[Stored data]
########
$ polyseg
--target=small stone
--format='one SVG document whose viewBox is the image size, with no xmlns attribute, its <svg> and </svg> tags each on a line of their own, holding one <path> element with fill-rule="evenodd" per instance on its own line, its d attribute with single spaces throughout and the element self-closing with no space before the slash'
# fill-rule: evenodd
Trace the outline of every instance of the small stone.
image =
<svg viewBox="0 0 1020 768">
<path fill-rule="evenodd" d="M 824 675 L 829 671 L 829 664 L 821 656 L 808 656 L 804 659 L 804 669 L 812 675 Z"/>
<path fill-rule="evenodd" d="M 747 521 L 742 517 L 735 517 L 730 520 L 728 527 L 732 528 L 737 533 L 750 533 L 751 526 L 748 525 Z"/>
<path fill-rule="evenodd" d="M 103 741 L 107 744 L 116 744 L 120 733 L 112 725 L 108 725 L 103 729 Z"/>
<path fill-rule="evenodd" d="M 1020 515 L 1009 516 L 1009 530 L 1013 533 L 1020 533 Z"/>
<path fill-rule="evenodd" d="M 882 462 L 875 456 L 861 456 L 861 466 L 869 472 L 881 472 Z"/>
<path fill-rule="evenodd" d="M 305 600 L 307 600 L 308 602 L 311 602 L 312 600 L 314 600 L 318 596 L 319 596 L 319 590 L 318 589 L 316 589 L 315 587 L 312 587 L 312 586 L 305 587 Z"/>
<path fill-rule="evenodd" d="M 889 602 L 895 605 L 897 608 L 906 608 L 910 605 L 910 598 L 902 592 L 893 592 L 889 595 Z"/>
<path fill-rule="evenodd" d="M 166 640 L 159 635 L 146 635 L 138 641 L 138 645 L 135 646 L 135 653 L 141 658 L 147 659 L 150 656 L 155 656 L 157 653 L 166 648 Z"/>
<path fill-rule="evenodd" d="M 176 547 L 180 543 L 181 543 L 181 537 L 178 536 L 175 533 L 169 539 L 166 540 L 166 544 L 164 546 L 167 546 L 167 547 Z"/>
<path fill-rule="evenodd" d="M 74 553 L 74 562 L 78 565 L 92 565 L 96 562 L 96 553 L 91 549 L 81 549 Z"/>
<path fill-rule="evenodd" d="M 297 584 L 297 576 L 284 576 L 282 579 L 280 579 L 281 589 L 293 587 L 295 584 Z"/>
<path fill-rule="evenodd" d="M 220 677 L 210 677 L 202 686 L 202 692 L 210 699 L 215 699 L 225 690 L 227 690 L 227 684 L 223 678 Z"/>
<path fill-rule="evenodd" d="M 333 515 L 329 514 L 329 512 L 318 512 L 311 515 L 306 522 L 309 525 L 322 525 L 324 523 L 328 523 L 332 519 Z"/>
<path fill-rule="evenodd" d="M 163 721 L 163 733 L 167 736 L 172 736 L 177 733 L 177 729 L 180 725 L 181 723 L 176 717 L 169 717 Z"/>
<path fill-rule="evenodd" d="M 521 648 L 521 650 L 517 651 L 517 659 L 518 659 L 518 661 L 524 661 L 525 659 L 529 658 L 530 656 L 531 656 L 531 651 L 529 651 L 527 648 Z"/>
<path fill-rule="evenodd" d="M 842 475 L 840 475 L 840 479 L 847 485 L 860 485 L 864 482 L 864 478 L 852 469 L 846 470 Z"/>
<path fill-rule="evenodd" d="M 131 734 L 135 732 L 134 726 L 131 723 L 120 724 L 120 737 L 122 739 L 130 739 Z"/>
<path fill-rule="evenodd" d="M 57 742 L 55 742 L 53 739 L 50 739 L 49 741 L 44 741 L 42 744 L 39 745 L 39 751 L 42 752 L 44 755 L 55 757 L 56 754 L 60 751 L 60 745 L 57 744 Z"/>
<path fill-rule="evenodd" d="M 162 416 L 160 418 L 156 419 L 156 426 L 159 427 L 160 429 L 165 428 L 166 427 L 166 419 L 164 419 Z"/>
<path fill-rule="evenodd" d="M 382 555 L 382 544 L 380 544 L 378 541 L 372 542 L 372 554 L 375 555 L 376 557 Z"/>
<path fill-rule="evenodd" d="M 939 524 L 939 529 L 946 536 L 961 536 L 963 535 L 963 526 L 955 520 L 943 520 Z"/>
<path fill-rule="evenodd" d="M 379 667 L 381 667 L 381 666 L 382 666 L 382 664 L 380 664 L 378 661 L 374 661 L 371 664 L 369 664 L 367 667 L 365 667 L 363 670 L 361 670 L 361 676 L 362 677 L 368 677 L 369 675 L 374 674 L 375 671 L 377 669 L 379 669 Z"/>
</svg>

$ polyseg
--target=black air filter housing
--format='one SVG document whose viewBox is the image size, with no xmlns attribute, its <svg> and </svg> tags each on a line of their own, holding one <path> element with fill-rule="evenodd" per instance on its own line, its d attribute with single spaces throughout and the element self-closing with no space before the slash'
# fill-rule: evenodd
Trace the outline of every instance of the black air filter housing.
########
ASSIGNED TASK: Exactly as they appear above, write out all of the lines.

RESPONSE AREA:
$ polyseg
--target=small stone
--format='one SVG document whose viewBox is the image size, with no xmlns attribute, its <svg> and </svg> tags each on a line of their own, holding one <path> element with fill-rule="evenodd" per instance on its own line, its d attribute with single spaces throughout and the element self-closing with no space before the slash'
# fill-rule: evenodd
Trace the outline of every instance of the small stone.
image =
<svg viewBox="0 0 1020 768">
<path fill-rule="evenodd" d="M 824 675 L 829 671 L 829 664 L 821 656 L 808 656 L 804 659 L 804 669 L 812 675 Z"/>
<path fill-rule="evenodd" d="M 747 521 L 742 517 L 735 517 L 730 520 L 728 527 L 732 528 L 737 533 L 750 533 L 751 526 L 748 525 Z"/>
<path fill-rule="evenodd" d="M 103 741 L 107 744 L 116 744 L 120 733 L 112 725 L 108 725 L 103 729 Z"/>
<path fill-rule="evenodd" d="M 1020 515 L 1009 516 L 1009 530 L 1013 533 L 1020 533 Z"/>
<path fill-rule="evenodd" d="M 882 462 L 875 456 L 861 456 L 861 466 L 869 472 L 881 472 Z"/>
<path fill-rule="evenodd" d="M 305 600 L 307 600 L 308 602 L 311 602 L 312 600 L 314 600 L 318 596 L 319 596 L 319 590 L 318 589 L 316 589 L 315 587 L 312 587 L 312 586 L 305 587 Z"/>
<path fill-rule="evenodd" d="M 889 602 L 895 605 L 897 608 L 906 608 L 910 605 L 910 598 L 902 592 L 893 592 L 889 595 Z"/>
<path fill-rule="evenodd" d="M 166 640 L 159 635 L 146 635 L 138 641 L 138 645 L 135 646 L 135 653 L 141 658 L 147 659 L 150 656 L 155 656 L 157 653 L 166 648 Z"/>
<path fill-rule="evenodd" d="M 176 547 L 180 543 L 181 543 L 181 537 L 178 536 L 175 533 L 169 539 L 166 540 L 166 544 L 164 546 L 167 546 L 167 547 Z"/>
<path fill-rule="evenodd" d="M 74 553 L 74 562 L 78 565 L 92 565 L 96 562 L 96 553 L 91 549 L 81 549 Z"/>
<path fill-rule="evenodd" d="M 297 584 L 297 576 L 284 576 L 282 579 L 280 579 L 281 589 L 293 587 L 295 584 Z"/>
<path fill-rule="evenodd" d="M 220 677 L 210 677 L 202 686 L 202 692 L 210 699 L 215 699 L 225 690 L 227 690 L 227 684 L 223 678 Z"/>
<path fill-rule="evenodd" d="M 333 515 L 329 514 L 329 512 L 318 512 L 311 515 L 306 522 L 309 525 L 322 525 L 324 523 L 328 523 L 332 519 Z"/>
<path fill-rule="evenodd" d="M 163 721 L 163 733 L 167 736 L 172 736 L 177 733 L 177 729 L 180 725 L 181 723 L 176 717 L 169 717 Z"/>
<path fill-rule="evenodd" d="M 521 648 L 521 650 L 517 651 L 517 659 L 518 659 L 518 661 L 524 661 L 525 659 L 529 658 L 530 656 L 531 656 L 531 651 L 529 651 L 527 648 Z"/>
<path fill-rule="evenodd" d="M 842 475 L 840 475 L 840 479 L 847 485 L 860 485 L 864 482 L 864 478 L 852 469 L 846 470 Z"/>
<path fill-rule="evenodd" d="M 131 734 L 135 732 L 134 726 L 131 723 L 120 724 L 120 737 L 122 739 L 130 739 Z"/>
<path fill-rule="evenodd" d="M 57 742 L 55 742 L 53 739 L 50 739 L 49 741 L 44 741 L 42 744 L 39 745 L 39 751 L 42 752 L 44 755 L 55 757 L 56 754 L 60 751 L 60 745 L 57 744 Z"/>
<path fill-rule="evenodd" d="M 162 416 L 160 418 L 156 419 L 156 426 L 159 427 L 160 429 L 165 428 L 166 427 L 166 419 L 164 419 Z"/>
<path fill-rule="evenodd" d="M 382 555 L 382 544 L 380 544 L 378 541 L 372 542 L 372 554 L 375 555 L 376 557 Z"/>
<path fill-rule="evenodd" d="M 939 524 L 939 529 L 946 536 L 961 536 L 963 535 L 963 526 L 955 520 L 943 520 Z"/>
<path fill-rule="evenodd" d="M 379 667 L 381 667 L 381 666 L 382 666 L 382 664 L 380 664 L 378 661 L 374 661 L 371 664 L 369 664 L 367 667 L 365 667 L 363 670 L 361 670 L 361 676 L 362 677 L 368 677 L 369 675 L 374 674 L 375 671 L 377 669 L 379 669 Z"/>
</svg>

$ polyseg
--target=black air filter housing
--format='one SVG document whose viewBox is the image size, with no xmlns attribute, its <svg> and </svg> tags each on a line of their own, holding one <path> element with fill-rule="evenodd" per instance on its own line, its d attribute with single spaces throughout and the element self-closing with no space before the slash'
# fill-rule: evenodd
Trace the outline of every instance of the black air filter housing.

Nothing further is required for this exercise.